Data extracted from a collection:
═══

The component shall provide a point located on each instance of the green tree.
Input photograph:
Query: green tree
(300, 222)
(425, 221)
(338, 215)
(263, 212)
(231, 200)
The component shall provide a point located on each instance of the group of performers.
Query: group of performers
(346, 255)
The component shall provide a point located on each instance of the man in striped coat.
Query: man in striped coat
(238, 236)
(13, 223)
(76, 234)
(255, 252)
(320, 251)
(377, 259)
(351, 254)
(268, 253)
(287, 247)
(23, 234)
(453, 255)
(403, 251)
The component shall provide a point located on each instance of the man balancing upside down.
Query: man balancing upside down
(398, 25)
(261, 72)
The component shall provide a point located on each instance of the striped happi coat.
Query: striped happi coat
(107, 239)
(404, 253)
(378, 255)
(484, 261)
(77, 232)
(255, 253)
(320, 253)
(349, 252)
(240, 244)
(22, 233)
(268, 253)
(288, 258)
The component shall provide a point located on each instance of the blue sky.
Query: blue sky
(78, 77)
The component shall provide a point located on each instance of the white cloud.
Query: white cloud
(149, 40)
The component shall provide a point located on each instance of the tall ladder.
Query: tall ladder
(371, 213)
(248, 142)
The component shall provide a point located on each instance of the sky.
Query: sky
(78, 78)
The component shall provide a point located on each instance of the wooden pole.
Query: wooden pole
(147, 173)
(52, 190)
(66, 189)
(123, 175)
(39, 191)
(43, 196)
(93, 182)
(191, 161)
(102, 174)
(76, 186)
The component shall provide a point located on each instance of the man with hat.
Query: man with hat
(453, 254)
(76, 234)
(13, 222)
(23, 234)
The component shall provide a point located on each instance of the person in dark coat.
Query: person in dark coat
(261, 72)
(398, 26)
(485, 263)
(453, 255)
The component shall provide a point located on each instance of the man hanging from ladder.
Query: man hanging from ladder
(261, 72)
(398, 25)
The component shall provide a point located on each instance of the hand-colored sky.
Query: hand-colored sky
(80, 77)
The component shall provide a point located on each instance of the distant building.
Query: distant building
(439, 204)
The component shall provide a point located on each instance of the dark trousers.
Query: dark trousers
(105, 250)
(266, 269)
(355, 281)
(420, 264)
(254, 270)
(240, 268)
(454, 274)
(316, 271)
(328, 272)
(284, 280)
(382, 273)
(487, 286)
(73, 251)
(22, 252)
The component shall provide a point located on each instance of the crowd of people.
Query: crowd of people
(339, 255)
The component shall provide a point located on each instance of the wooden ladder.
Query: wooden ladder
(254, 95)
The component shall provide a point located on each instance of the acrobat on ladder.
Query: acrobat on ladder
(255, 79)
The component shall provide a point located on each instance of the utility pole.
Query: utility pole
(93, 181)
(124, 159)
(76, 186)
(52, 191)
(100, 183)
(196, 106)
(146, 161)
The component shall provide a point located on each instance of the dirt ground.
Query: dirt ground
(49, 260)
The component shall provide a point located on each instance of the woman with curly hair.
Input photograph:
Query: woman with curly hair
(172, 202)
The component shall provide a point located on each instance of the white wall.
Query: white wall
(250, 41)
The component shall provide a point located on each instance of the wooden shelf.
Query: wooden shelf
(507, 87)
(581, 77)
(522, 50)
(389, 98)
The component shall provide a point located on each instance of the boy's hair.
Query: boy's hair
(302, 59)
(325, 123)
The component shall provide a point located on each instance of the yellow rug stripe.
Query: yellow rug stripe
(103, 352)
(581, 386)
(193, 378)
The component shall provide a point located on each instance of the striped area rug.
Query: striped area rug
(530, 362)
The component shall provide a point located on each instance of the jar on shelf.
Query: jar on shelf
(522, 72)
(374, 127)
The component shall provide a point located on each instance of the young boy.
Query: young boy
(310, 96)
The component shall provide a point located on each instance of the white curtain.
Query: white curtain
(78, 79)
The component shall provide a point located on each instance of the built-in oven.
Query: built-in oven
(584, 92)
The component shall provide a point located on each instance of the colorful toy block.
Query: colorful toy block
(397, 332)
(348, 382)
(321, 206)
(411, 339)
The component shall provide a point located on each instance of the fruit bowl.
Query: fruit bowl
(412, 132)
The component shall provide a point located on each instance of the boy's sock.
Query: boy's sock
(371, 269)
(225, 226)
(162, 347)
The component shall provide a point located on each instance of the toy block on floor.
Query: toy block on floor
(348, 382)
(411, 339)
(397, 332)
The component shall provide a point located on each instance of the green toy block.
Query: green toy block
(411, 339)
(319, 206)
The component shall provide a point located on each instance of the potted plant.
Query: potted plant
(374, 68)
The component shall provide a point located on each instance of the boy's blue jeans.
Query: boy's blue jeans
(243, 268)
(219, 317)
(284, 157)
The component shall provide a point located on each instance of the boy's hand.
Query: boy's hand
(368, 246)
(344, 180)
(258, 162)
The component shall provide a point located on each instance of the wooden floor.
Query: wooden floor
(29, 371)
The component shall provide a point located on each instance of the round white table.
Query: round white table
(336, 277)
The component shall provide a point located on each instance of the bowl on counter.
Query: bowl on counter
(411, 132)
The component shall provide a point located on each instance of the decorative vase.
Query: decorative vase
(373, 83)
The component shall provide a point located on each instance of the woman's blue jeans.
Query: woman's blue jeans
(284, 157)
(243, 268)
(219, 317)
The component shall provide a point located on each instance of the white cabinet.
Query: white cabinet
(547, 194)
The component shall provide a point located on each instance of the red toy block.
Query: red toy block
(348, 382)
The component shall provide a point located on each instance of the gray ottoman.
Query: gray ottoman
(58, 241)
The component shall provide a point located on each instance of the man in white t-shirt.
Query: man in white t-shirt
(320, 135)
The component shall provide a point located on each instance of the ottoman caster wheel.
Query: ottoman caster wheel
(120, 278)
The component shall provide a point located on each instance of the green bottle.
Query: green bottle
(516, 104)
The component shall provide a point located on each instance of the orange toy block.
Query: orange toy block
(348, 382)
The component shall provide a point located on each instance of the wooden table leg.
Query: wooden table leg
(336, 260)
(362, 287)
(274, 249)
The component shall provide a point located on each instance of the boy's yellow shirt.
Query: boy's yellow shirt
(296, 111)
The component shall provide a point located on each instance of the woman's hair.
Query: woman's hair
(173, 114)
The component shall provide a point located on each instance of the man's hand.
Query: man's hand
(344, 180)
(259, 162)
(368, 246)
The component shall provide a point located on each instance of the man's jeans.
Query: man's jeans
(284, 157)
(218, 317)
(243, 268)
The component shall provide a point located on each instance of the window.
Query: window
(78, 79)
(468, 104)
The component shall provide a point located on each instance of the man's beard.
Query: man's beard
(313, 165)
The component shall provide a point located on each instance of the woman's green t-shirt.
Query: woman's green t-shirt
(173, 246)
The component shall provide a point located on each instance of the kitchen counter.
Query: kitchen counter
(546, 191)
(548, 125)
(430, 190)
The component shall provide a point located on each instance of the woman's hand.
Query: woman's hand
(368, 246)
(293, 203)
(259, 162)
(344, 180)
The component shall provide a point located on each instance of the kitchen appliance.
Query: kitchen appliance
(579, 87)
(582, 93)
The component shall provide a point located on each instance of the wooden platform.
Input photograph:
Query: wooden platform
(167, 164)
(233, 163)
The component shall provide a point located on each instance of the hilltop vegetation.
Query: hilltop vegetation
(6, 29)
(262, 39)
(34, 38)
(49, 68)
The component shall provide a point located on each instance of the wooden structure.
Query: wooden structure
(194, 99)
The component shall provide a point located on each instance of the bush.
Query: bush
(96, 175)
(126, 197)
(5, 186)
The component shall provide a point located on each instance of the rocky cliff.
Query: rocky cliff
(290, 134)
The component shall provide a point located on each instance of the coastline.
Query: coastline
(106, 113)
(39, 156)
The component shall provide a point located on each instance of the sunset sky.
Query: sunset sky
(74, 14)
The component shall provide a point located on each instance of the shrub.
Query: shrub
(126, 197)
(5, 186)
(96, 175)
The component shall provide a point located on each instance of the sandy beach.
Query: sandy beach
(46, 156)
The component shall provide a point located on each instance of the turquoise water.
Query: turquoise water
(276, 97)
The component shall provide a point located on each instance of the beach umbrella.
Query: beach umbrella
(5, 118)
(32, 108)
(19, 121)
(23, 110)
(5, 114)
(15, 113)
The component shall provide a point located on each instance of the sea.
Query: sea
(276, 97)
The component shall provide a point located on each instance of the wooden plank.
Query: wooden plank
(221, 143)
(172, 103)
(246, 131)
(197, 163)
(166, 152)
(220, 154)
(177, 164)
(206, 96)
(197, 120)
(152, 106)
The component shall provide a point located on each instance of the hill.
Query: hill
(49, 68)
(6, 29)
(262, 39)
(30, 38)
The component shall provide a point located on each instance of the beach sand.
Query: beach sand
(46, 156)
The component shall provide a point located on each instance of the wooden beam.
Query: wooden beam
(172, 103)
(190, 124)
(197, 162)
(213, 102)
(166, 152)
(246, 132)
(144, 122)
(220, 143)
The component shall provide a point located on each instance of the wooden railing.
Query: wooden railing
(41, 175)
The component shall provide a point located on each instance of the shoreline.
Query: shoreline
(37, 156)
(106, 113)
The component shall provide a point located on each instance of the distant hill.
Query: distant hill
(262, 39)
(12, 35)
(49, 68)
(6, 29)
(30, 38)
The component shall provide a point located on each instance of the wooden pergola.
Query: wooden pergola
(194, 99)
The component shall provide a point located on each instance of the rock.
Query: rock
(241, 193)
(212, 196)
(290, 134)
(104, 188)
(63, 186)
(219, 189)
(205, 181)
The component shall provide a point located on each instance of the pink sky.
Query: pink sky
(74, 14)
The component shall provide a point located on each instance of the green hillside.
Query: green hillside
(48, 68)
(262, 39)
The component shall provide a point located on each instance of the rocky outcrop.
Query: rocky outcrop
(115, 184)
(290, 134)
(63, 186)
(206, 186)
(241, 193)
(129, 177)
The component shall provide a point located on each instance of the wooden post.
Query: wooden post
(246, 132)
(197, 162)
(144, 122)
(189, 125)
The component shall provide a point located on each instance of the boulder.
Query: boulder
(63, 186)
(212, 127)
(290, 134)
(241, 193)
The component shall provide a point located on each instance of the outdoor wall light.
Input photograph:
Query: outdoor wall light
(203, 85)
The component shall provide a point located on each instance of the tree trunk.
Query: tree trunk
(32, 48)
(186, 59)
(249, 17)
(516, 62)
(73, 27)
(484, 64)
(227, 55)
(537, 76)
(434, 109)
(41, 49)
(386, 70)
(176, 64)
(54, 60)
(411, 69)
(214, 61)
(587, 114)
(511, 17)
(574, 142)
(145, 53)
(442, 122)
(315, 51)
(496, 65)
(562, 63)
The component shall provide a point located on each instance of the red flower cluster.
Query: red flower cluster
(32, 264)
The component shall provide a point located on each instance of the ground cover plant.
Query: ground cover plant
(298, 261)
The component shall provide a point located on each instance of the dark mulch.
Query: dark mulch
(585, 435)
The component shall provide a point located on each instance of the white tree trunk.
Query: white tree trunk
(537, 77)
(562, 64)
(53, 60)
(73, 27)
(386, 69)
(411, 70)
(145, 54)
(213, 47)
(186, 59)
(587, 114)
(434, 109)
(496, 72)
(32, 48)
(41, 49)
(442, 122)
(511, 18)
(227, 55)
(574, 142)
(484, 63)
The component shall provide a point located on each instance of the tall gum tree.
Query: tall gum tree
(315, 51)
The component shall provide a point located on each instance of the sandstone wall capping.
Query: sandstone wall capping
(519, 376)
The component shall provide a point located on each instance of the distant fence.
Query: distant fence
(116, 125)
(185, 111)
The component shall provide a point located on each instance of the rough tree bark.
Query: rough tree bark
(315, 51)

═══

- _BRIEF_
From the data above, output exactly the lines between the one containing "the wooden structure." and the one containing "of the hill.", counting both of them.

- _EXERCISE OUTPUT_
The component shall provide a point located on each instance of the wooden structure.
Query: wooden structure
(194, 99)
The component shall provide a point located on each instance of the bush.
Query: bush
(96, 175)
(126, 197)
(5, 186)
The component shall provide a point located on each instance of the rocky cliff.
Query: rocky cliff
(290, 134)
The component shall provide a point located on each instance of the coastline.
Query: coastline
(106, 113)
(39, 156)
The component shall provide a point located on each instance of the sunset sky.
Query: sunset sky
(74, 14)
The component shall provide a point located on each instance of the shrub.
Query: shrub
(126, 197)
(5, 186)
(96, 175)
The component shall provide a point located on each instance of the sandy beach.
Query: sandy beach
(46, 156)
The component shall provide a point located on each instance of the turquoise water.
Query: turquoise water
(276, 97)
The component shall provide a point located on each instance of the beach umbrella.
Query: beach umbrella
(5, 118)
(32, 108)
(19, 121)
(23, 110)
(5, 114)
(15, 113)
The component shall provide a point located on each instance of the sea.
Query: sea
(276, 97)
The component shall provide a point located on each instance of the wooden plank.
Query: wooden plank
(221, 143)
(172, 103)
(246, 131)
(197, 163)
(166, 152)
(220, 154)
(177, 164)
(206, 96)
(197, 120)
(152, 106)
The component shall provide a point located on each instance of the hill.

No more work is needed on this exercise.